[DATA SHOWN]
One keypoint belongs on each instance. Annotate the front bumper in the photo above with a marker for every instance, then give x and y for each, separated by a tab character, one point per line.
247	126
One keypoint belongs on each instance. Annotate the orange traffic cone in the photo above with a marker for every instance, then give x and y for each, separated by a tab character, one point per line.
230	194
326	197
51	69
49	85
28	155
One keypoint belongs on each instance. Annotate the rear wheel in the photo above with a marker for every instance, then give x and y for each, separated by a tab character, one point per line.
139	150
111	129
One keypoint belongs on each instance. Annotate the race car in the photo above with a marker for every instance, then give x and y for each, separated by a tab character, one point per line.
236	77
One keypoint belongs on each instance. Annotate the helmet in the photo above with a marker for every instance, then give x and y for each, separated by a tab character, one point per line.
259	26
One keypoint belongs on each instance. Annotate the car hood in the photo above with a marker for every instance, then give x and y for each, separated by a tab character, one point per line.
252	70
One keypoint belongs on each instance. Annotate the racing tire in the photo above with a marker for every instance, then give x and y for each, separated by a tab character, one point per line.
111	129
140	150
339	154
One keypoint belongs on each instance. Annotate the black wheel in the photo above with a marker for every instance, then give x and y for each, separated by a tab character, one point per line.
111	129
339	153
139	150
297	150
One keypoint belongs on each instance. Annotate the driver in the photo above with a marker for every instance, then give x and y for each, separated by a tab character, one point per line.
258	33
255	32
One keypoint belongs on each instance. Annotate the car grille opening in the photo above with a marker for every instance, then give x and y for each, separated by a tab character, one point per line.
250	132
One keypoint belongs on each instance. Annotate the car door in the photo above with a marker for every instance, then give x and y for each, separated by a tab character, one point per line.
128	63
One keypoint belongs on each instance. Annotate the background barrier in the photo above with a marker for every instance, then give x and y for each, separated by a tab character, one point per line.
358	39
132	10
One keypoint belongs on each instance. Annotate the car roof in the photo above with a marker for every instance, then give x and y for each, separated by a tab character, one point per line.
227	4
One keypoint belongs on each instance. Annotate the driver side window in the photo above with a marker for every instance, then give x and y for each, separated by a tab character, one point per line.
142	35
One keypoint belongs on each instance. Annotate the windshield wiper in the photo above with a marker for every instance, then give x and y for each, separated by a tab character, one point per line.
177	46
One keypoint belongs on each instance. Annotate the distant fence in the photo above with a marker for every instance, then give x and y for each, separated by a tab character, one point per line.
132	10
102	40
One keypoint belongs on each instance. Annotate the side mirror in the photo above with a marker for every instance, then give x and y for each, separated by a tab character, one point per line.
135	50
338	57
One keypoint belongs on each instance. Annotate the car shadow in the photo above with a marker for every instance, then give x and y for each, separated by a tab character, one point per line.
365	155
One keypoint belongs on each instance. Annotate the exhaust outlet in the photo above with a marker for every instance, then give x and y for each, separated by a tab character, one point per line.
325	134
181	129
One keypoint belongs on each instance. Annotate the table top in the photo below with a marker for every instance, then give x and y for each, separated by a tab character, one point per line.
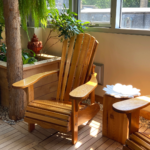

[GIVEN TASK] Rewrite the records from the line containing "One keypoint belongs on each instance. Annotate the car roof" through the end of the records, swapping "exhaust outlet" for "tailpipe" and keeping everything else the same. Leave the pictures out.

[EXERCISE SOLUTION]
One keypoint belongs on each instance. Annotate the car roof in the photo above with a marker for every instance, then give x and y for each, separated by a tab character, one point per line.
227	4
One keypoint belongs on each instance. Annotate the driver side window in the photo above with a marker for every instance, then give x and y for each, separated by a tab character, one point per line.
142	35
One keypoint belongs on each instance. Annotate the windshield wiper in the photo above with a marker for every instance, then give x and y for each, separated by a tab character, one point per line.
177	46
One keypoint belongs on each instance. Annotate the distant fence in the photo above with a marker for every instance, then give x and y for each, separated by a tab character, one point per line.
132	10
102	40
One keypoint belongs on each instance. Annotate the side mirror in the photo above with a marker for every instance, then give x and y for each, separated by a tab character, one point per line.
135	50
338	57
One keypoint belongs on each instance. Annotate the car shadow in the photo above with a marker for every instance, then give x and y for each, separated by a tab character, one point per line.
365	155
One keypoint belongs on each instance. Annotate the tailpipe in the photo above with a marker for every instance, then give x and y for each, separated by a tab character, one point per line.
325	134
181	129
One keypoint belongs on each instance. Annotate the table top in the photo below with a marker for every instance, then give x and y for each, separated by a tab character, one point per line.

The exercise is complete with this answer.